> **Supplied material**
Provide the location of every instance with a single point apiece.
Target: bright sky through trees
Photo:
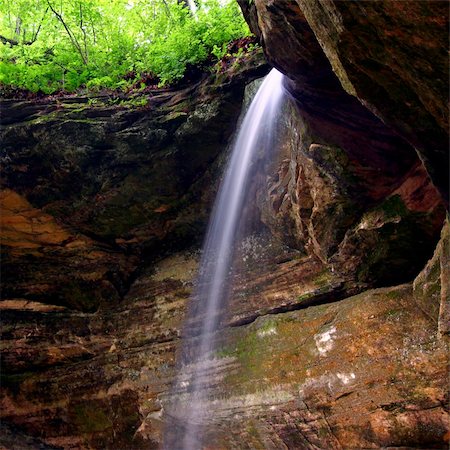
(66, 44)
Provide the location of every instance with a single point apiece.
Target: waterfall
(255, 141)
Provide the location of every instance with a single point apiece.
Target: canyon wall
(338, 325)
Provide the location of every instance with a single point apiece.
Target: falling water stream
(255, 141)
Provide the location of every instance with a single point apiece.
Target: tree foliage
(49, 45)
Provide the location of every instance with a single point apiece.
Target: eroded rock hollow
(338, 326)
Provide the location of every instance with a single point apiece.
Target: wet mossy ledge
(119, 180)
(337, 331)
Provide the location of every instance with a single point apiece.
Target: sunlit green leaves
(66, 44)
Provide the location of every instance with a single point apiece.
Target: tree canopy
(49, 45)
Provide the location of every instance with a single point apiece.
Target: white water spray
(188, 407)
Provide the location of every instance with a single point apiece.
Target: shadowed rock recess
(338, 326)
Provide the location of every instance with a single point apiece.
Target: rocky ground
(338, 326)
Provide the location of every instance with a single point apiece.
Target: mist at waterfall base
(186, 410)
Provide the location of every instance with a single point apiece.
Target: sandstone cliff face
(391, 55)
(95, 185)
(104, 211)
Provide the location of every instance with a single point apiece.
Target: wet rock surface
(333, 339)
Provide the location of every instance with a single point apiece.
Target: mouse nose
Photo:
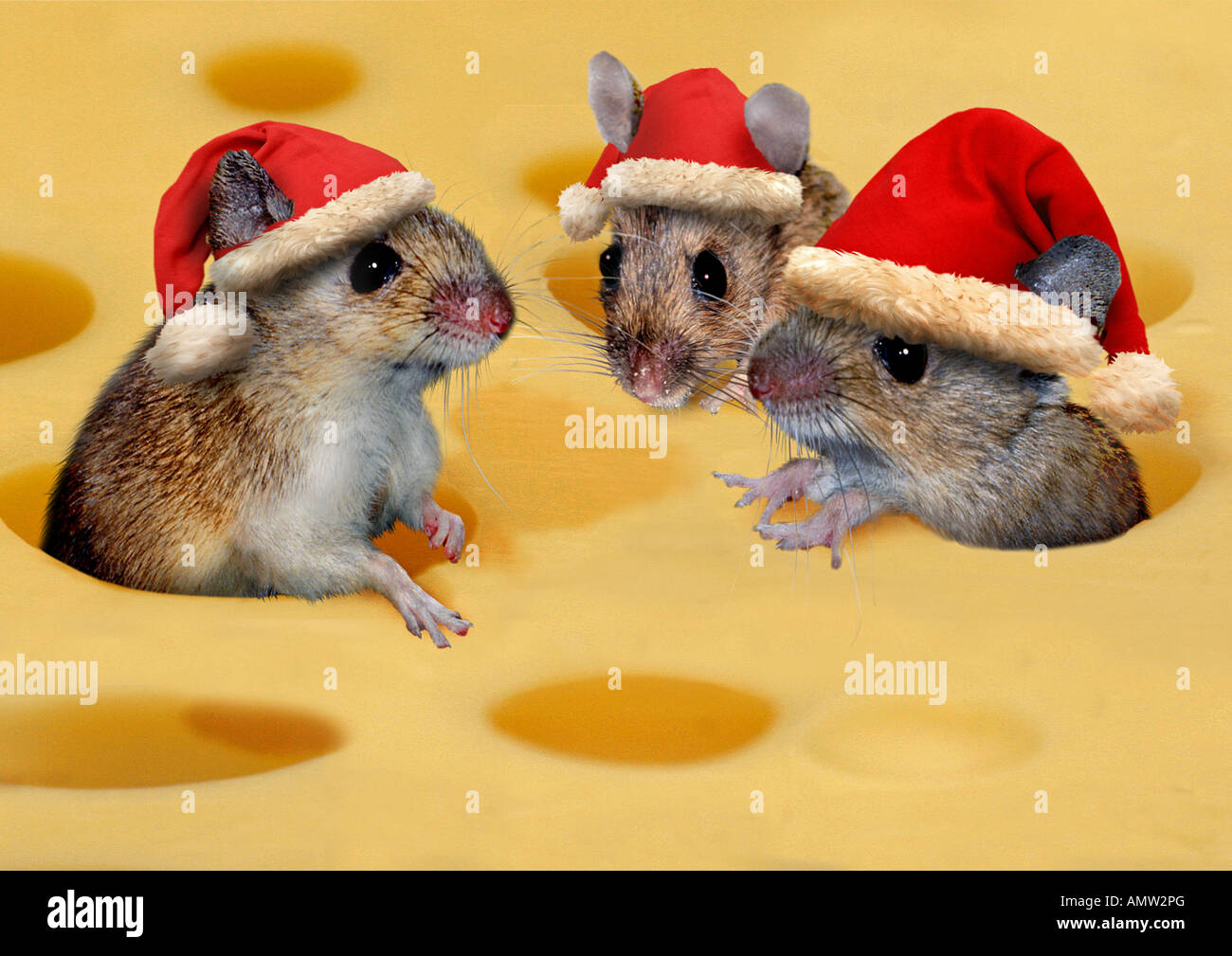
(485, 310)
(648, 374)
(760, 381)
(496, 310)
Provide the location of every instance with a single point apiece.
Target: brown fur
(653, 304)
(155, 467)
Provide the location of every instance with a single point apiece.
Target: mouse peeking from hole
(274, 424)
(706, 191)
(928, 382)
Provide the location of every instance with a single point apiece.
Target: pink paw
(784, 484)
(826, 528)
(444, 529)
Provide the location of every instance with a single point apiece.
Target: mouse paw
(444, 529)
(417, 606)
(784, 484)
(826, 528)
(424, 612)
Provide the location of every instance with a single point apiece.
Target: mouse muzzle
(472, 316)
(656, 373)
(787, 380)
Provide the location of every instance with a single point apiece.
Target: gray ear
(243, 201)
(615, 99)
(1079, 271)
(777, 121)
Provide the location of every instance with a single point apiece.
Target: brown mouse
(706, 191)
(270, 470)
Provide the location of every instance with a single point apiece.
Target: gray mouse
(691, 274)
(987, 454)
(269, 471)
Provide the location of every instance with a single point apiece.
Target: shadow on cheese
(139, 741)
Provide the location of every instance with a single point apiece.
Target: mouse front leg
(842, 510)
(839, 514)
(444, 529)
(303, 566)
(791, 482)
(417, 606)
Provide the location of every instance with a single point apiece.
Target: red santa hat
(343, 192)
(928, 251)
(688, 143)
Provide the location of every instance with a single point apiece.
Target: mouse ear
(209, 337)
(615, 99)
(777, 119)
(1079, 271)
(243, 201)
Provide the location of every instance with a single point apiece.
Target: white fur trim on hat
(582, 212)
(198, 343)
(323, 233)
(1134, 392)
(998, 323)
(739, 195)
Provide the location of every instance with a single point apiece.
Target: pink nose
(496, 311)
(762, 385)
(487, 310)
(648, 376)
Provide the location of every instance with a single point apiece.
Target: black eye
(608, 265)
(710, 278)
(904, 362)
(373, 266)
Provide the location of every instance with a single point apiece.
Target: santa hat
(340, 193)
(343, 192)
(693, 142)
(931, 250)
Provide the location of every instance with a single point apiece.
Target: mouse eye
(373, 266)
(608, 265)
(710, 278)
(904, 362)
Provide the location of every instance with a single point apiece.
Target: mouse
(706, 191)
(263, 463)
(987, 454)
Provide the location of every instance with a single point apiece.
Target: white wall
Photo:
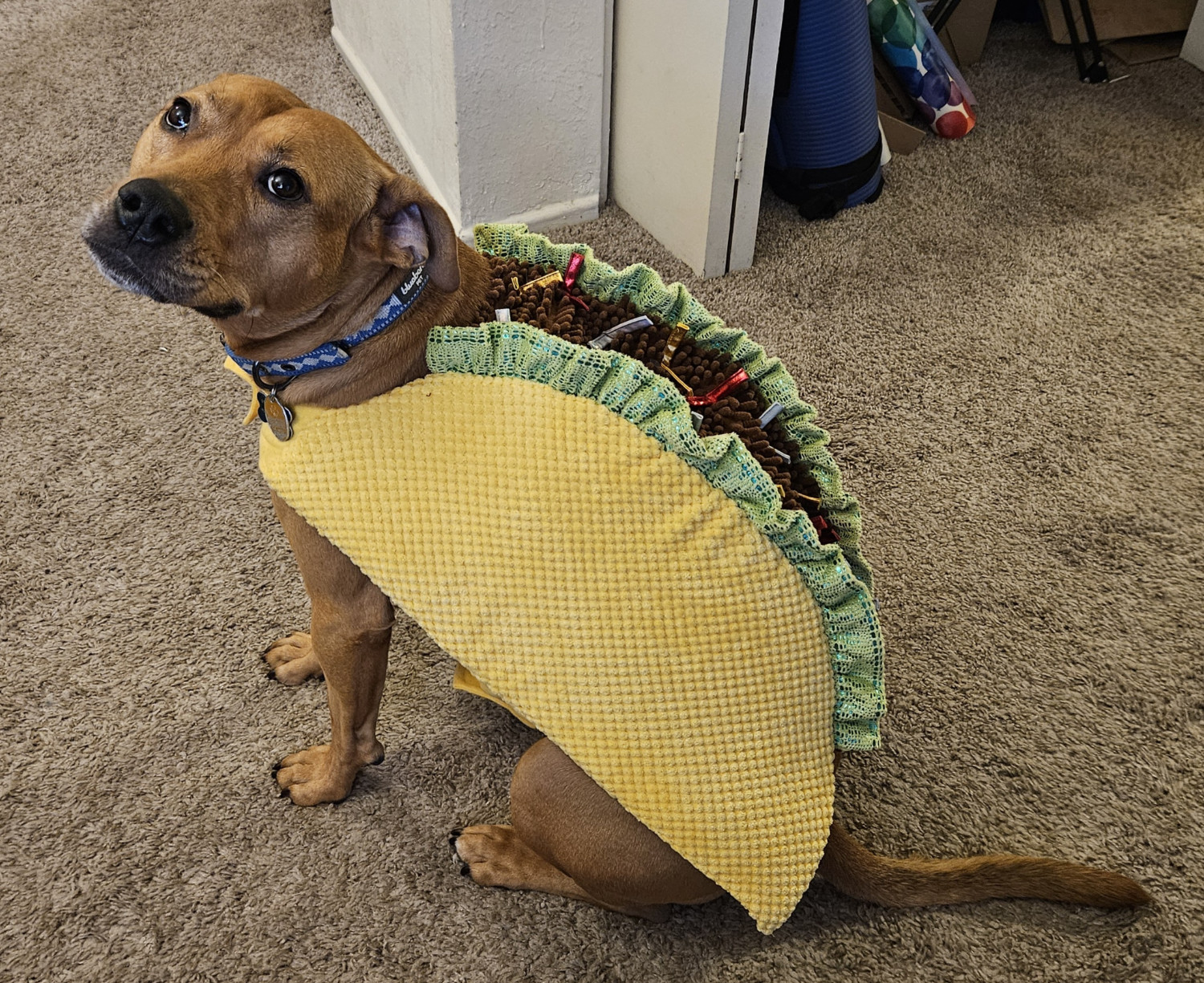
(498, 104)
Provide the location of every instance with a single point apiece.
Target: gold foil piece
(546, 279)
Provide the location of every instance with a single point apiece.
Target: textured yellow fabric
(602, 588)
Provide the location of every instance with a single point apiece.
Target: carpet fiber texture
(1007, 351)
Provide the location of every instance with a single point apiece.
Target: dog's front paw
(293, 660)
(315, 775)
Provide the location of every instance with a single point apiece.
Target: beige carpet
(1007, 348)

> **The task**
Set the listing down again exactly, skipping each picture.

> **Answer to this task**
Provide the location of every instance with a single point apiece.
Target: bright sky through trees
Photo:
(66, 44)
Provide the location of every instance with a single point apiece.
Target: waterfall
(255, 141)
Provide the location of every instance with a single point apiece.
Target: canyon wall
(338, 325)
Provide the location of every instance with a single point apiece.
Target: falling water stream
(255, 141)
Provide the location of every instance with a single point apiece.
Target: tree foliage
(49, 45)
Provide the location of every instance with a single point apiece.
Target: eroded rock hollow
(338, 326)
Provide the location of every instance with a single point apiece.
Target: wet mossy ledge
(119, 180)
(337, 331)
Provide the location of every instance with a single point apiece.
Target: sunlit green leaves
(66, 44)
Provide the location of every instance with a single point apiece.
Target: tree canopy
(49, 45)
Provide the location of every instance with a single point apiece.
Target: white water spray
(188, 407)
Provide the location of every instance with a single point apiece.
Target: shadowed rock recess
(338, 326)
Provide the location of every instance with a single point apiece.
Target: rocky ground
(338, 326)
Provide the location of every instance with a single point apiece.
Target: mist at waterfall base
(186, 410)
Provide the location of every instance with a single point apiece.
Target: sandstone cliff face
(391, 55)
(95, 185)
(104, 211)
Provide the location of every instance with a single point apiece.
Target: wet rock surface
(333, 339)
Provide the location of every instance with a single point apiece.
Target: mouse nose
Photo:
(485, 310)
(648, 374)
(760, 381)
(496, 310)
Provide the location of every instance with a single point apiece.
Target: brown fur
(653, 304)
(155, 467)
Provide the location of every instance with a single point apiece.
Target: mouse peeking from hole
(274, 424)
(706, 191)
(928, 382)
Provide the location of every instance with a single point apiece.
Target: pink paw
(784, 484)
(826, 528)
(444, 529)
Provide the location of every instance with a single point apiece.
Target: mouse paw
(444, 529)
(417, 606)
(784, 484)
(826, 528)
(424, 612)
Provide the location of every instance with a single point apiece.
Target: mouse muzzle
(472, 316)
(656, 373)
(787, 380)
Provide the location of every instance with a single point apiece.
Target: gray ear
(243, 201)
(615, 99)
(1079, 271)
(777, 121)
Provide the location of every instance with a single point apiece.
Target: brown mouse
(706, 191)
(270, 470)
Provide the location of every instance with a single point apiece.
Target: gray mouse
(691, 274)
(987, 454)
(269, 471)
Provide the location of every instance with a single point apiece.
Target: shadow on cheese
(139, 741)
Provide the location of every instance with a single point apiece.
Target: mouse front leg
(842, 510)
(839, 514)
(444, 529)
(303, 566)
(791, 482)
(417, 606)
Provide the location of every instance with a single point apiece.
Target: red santa hat
(343, 192)
(928, 251)
(688, 143)
Provide the location of every instance with a single point apiece.
Target: mouse ear
(209, 337)
(615, 99)
(777, 119)
(1079, 271)
(243, 201)
Provide the location of every instance with a single point apiece.
Target: white fur trim on hat
(582, 212)
(198, 343)
(323, 233)
(1134, 392)
(998, 323)
(739, 195)
Provide the location of every instance with a single point apiece.
Target: pink nose
(496, 311)
(762, 385)
(487, 310)
(648, 376)
Provide the location of every instance with a single point apiece.
Target: black eye
(608, 265)
(710, 278)
(904, 362)
(373, 266)
Provide the location of every instance with a single point apiece.
Target: santa hat
(340, 193)
(343, 192)
(693, 142)
(931, 250)
Provide the location of every instance with a single point apiece.
Target: mouse eye
(373, 266)
(608, 265)
(710, 278)
(904, 362)
Provide the location of every instance with a single point apiece.
Target: mouse
(706, 191)
(263, 463)
(987, 454)
Provide the location of every instance with a single point apiece.
Target: white wall
Photo:
(498, 104)
Provide the location of every instance with a single point apiece.
Target: gold foil piece
(546, 279)
Provide the location of every instance with a single point apiece.
Target: textured yellow fabric
(602, 588)
Provide the location of every instance with a single point apiece.
Target: carpet fiber texture
(1007, 351)
Provide the location of every instance with a single point apiece.
Target: dog's front paw
(293, 660)
(315, 775)
Provide the location of every instance with a single point apiece.
Target: beige carpet
(1007, 348)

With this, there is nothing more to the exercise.